··· SUPPLIED INFORMATION

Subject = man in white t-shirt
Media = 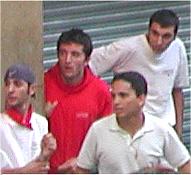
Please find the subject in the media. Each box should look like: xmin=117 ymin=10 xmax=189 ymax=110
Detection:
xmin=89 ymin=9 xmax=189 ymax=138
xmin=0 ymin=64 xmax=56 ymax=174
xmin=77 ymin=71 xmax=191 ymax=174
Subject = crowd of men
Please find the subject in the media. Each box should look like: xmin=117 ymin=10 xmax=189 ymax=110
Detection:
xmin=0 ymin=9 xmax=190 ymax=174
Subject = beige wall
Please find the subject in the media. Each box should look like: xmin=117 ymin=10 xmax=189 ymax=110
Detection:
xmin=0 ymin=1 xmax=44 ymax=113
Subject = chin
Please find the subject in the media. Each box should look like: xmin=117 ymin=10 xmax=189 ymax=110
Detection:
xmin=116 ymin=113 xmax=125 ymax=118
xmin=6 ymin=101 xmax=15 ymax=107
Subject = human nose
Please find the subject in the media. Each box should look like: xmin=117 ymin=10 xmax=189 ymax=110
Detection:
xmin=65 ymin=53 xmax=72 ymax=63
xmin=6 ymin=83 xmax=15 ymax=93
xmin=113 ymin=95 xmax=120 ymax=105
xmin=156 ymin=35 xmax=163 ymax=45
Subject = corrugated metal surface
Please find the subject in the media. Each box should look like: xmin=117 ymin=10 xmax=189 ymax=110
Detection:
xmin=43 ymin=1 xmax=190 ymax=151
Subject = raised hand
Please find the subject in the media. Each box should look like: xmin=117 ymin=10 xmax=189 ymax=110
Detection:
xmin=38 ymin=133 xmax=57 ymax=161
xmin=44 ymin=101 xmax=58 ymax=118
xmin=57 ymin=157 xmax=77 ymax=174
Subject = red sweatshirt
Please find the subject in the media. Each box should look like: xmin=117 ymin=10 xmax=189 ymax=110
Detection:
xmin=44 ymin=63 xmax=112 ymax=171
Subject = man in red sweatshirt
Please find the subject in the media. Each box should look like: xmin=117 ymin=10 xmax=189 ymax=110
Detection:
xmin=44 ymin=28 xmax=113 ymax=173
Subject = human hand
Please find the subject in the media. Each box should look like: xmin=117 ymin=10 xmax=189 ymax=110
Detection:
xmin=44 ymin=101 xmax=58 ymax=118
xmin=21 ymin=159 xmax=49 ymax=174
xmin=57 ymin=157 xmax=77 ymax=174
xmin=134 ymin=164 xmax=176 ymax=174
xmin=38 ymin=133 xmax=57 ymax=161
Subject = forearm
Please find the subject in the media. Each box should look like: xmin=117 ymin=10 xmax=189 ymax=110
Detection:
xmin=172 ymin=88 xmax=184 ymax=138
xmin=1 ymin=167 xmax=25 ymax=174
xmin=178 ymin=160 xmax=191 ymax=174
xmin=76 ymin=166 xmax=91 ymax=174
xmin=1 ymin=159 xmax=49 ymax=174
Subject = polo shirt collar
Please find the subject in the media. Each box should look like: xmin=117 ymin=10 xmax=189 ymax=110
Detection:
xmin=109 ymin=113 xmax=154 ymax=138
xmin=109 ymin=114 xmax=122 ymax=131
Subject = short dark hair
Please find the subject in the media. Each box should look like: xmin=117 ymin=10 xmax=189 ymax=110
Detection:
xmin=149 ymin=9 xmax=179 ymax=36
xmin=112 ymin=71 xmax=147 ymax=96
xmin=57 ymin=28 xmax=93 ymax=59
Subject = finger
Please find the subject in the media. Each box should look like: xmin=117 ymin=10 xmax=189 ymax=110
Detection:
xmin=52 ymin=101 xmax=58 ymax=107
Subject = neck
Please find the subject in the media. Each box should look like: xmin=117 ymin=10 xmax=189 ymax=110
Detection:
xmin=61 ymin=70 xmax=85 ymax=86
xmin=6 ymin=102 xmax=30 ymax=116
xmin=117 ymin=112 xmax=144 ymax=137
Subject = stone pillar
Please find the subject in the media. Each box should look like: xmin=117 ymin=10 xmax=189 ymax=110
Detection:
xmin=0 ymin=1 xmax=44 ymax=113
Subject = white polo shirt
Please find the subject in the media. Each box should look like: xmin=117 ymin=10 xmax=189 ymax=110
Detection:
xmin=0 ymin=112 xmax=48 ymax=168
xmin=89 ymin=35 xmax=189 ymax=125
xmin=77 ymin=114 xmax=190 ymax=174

······

• WHAT YOU WILL DO:
In the records above, find each line with the string "sweatshirt" and list it.

• RESPONSE:
Subject = red sweatshirt
Subject = man in red sweatshirt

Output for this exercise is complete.